----- GIVEN ENTRIES

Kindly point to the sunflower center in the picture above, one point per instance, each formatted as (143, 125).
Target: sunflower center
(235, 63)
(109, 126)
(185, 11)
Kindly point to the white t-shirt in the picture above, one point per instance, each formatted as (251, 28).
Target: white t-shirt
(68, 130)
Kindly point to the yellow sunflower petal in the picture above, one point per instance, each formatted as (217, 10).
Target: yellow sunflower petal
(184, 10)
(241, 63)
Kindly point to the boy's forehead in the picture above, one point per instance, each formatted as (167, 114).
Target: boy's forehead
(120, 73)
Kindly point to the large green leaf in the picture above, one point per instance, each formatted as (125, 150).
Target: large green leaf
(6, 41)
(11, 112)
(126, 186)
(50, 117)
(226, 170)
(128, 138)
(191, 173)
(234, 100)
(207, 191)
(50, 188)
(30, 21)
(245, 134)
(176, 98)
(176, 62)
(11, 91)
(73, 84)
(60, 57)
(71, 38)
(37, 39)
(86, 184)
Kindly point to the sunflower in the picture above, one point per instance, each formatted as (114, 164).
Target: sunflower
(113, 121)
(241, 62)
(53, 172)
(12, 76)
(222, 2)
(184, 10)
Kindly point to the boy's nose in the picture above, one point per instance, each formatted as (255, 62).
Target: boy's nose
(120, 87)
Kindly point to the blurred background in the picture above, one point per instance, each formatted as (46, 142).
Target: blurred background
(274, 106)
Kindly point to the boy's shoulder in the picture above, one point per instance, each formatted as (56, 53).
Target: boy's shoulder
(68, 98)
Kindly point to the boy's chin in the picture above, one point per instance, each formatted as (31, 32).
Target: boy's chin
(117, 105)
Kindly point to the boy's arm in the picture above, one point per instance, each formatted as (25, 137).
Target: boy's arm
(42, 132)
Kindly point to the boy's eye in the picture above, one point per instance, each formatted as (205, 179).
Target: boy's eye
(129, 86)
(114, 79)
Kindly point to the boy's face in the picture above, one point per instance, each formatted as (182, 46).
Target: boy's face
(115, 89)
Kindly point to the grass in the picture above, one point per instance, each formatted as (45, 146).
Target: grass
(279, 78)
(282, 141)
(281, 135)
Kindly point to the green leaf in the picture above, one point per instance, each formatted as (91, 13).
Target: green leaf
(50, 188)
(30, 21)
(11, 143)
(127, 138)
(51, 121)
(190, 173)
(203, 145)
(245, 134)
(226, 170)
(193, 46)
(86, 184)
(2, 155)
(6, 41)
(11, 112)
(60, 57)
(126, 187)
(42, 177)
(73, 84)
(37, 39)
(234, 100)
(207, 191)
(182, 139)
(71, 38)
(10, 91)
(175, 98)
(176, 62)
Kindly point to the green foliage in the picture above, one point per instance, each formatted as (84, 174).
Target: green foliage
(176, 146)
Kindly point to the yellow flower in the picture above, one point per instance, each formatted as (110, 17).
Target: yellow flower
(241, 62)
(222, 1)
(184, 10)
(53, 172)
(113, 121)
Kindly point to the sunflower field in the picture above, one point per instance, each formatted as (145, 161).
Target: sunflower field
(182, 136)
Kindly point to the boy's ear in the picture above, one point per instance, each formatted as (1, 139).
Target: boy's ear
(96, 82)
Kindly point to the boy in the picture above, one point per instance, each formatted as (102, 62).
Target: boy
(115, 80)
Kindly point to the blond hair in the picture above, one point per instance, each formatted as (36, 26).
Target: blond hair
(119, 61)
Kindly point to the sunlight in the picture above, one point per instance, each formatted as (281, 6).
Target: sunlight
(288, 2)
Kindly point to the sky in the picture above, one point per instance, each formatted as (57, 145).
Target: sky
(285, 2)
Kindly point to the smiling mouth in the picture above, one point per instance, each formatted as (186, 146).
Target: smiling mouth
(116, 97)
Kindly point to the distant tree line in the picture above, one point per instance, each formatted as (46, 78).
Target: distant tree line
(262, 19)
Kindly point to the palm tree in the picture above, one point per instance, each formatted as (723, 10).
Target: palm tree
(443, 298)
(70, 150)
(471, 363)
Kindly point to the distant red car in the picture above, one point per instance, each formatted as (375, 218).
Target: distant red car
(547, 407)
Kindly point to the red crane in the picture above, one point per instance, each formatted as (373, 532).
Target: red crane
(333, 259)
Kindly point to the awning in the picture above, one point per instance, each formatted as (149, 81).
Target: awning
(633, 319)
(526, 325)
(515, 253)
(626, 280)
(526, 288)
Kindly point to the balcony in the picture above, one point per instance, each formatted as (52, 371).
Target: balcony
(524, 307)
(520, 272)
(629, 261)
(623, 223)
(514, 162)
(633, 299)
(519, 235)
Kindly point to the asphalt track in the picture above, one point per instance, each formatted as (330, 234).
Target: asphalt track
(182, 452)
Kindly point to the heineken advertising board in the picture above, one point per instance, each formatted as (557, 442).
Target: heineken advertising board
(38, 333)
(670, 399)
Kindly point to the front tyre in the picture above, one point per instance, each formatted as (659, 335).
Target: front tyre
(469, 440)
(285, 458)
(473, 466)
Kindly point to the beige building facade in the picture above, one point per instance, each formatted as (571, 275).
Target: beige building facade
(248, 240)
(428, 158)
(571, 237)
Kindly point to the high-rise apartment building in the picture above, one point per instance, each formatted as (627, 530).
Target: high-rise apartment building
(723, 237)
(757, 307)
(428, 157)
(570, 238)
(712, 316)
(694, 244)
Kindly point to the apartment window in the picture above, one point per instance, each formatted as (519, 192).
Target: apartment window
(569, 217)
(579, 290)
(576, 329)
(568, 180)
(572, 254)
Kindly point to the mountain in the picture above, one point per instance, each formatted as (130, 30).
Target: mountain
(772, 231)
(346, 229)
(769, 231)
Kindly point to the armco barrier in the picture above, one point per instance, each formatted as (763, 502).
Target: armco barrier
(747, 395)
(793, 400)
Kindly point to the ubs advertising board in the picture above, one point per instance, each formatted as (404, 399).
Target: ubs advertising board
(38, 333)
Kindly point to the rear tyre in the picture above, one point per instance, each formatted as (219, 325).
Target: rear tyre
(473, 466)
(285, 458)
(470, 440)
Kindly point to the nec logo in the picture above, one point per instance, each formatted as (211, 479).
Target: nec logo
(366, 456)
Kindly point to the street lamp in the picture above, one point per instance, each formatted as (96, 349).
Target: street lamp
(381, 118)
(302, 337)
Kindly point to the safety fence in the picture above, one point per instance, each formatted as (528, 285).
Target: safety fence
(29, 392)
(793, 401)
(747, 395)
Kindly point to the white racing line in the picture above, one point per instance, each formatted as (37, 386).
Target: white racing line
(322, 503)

----------

» PROMPT
Please copy all of the records above, reproducing each line word for word.

» IN RESPONSE
Kindly point to the sunflower center in the picture above, one point per instance, each formatted as (143, 125).
Target: sunflower center
(235, 63)
(109, 126)
(185, 11)
Kindly point to the white t-shirt in the picture above, one point per instance, each formatted as (251, 28).
Target: white t-shirt
(68, 130)
Kindly point to the yellow sunflower petal in the picture above, one point per instance, each formatted as (217, 10).
Target: yellow sunflower petal
(184, 10)
(241, 63)
Kindly point to the boy's forehead in the picture above, one point per instance, each formatted as (167, 114).
Target: boy's forehead
(120, 73)
Kindly point to the large green leaf in the picture above, one point per instance, each formatted as (125, 150).
Target: large green leaf
(6, 41)
(11, 112)
(126, 186)
(50, 117)
(226, 170)
(128, 138)
(191, 173)
(234, 100)
(207, 191)
(50, 188)
(30, 21)
(245, 134)
(176, 98)
(176, 62)
(11, 91)
(73, 84)
(60, 57)
(71, 38)
(37, 39)
(86, 184)
Kindly point to the sunflower in the picture above, one point per instance, each formatted as (114, 164).
Target: sunflower
(113, 121)
(241, 62)
(53, 172)
(12, 76)
(222, 2)
(184, 10)
Kindly point to the boy's nose in the picture above, one point per instance, each formatted as (255, 62).
Target: boy's nose
(120, 87)
Kindly point to the blurred background in the picture above, one point per instance, each formatted as (46, 142).
Target: blurred background
(274, 106)
Kindly point to the boy's shoulder in the picture above, one point per instance, each formatted as (56, 53).
Target: boy's shoulder
(68, 98)
Kindly point to the boy's chin in the picture above, one point per instance, each formatted as (31, 32).
Target: boy's chin
(117, 105)
Kindly point to the boy's arm in the picture above, one point per instance, each formatted as (25, 137).
Target: boy's arm
(42, 132)
Kindly point to the boy's eye in the picture above, one point per instance, each formatted as (205, 179).
Target: boy's eye
(129, 86)
(114, 79)
Kindly point to the boy's face in the picture above, one point per instance, each formatted as (182, 46).
Target: boy's face
(115, 89)
Kindly point to the grass in the picture above, one point per instance, each formatted as (45, 146).
Target: grass
(279, 78)
(282, 141)
(281, 135)
Kindly point to the green leaf in the picture above, one point per instance, each formatted as (91, 13).
Target: green leaf
(50, 188)
(30, 21)
(11, 143)
(127, 138)
(51, 121)
(190, 173)
(203, 145)
(245, 134)
(226, 170)
(193, 46)
(86, 184)
(2, 155)
(6, 41)
(11, 112)
(60, 57)
(126, 187)
(42, 177)
(73, 84)
(37, 39)
(234, 100)
(207, 191)
(182, 139)
(71, 38)
(10, 91)
(175, 98)
(176, 62)
Kindly point to the green foliage in the picture above, one point per instance, each formatted as (84, 174).
Target: green foliage
(176, 146)
Kindly point to the yellow flower in the picture above, one point per instance, each formatted as (110, 17).
Target: yellow flower
(241, 62)
(222, 1)
(184, 10)
(53, 172)
(113, 121)
Kindly point to the sunflower field in the picture above, one point per instance, each formatted as (145, 161).
Target: sunflower field
(182, 136)
Kindly point to the boy's ear in the picture above, one point per instance, each formatted as (1, 139).
Target: boy's ear
(96, 82)
Kindly point to the boy in the picture above, one point per instance, each formatted as (102, 62).
Target: boy
(115, 80)
Kindly point to the blond hair in the picture above, one point per instance, each formatted as (36, 26).
Target: blond hair
(119, 61)
Kindly point to the sunlight in the picture above, one point per instance, each formatted as (281, 6).
Target: sunlight
(288, 2)
Kindly point to the sky in the picture above, one point per instance, each formatted as (57, 145).
Target: sky
(285, 2)
Kindly point to the smiling mouth in the picture above, one point per instance, each formatted as (186, 146).
Target: smiling mouth
(116, 97)
Kindly point to the distant tree line in the picture above, one point per instance, each formatted as (46, 78).
Target: distant tree line
(262, 19)
Kindly point to the palm tree in the picture above, one point per instance, each formatted as (723, 10).
Target: palm tree
(443, 298)
(70, 150)
(471, 363)
Kindly point to the distant red car in the picture above, one point per instance, each formatted as (375, 218).
Target: distant red car
(547, 407)
Kindly point to the red crane in the picture above, one point per instance, each formatted as (373, 532).
Target: red crane
(333, 259)
Kindly point to the awning in the picture above, one point per instance, each formatted as (149, 81).
Target: awning
(633, 319)
(526, 325)
(515, 253)
(626, 280)
(526, 288)
Kindly point to the balcony in the picture above, one point per instance, each formatted as (52, 371).
Target: balcony
(524, 307)
(520, 272)
(629, 261)
(623, 223)
(514, 162)
(633, 299)
(519, 235)
Kindly point to the asphalt track in the picture above, one point per instance, each formatted as (330, 234).
Target: asphalt track
(182, 452)
Kindly point to the heineken advertising board in the picture above, one point per instance, each formatted as (557, 442).
Target: heineken advertising board
(38, 333)
(670, 399)
Kindly point to the front tyre in the picture above, one point per instance, each formatted as (659, 335).
Target: front tyre
(469, 440)
(285, 458)
(473, 466)
Kindly point to the beige building facade in the picture above, one point per instance, each formatted as (571, 275).
Target: beige building facade
(248, 240)
(428, 158)
(571, 237)
Kindly point to the high-rise apartment building in the picture above, one point per instance, each formatted as (627, 530).
Target: high-rise apartment building
(723, 237)
(757, 307)
(428, 157)
(570, 238)
(712, 316)
(694, 244)
Kindly point to the apartment window in the picture above, one point per instance, each formatted as (519, 192).
Target: apartment window
(569, 217)
(579, 290)
(576, 329)
(568, 180)
(572, 254)
Kindly point to the mountain in the picture above, one point per instance, each formatted as (130, 30).
Target: mountain
(772, 231)
(346, 229)
(769, 231)
Kindly point to the armco barrier in the picture above, one point per instance, each formatted as (763, 502).
Target: armco barrier
(747, 395)
(793, 400)
Kindly point to the ubs advertising board in the picture above, one point per instance, each formatted as (404, 399).
Target: ubs advertising board
(38, 333)
Kindly point to the rear tyre in the picture above, one point per instance, each formatted as (219, 325).
Target: rear tyre
(473, 466)
(285, 458)
(470, 440)
Kindly point to the nec logo in the picture above, one point per instance, each formatted as (211, 479).
Target: nec logo
(366, 456)
Kindly point to the street lamp in the picture above, one point per instance, each formatted as (96, 349).
Target: street lamp
(381, 118)
(302, 337)
Kindly point to the safety fence in the picture above, one point per instance, each formatted as (528, 285).
Target: safety fence
(29, 392)
(793, 401)
(747, 395)
Kindly point to the white racing line in the picture above, one point per instance, each formatted as (37, 386).
Target: white racing line
(322, 503)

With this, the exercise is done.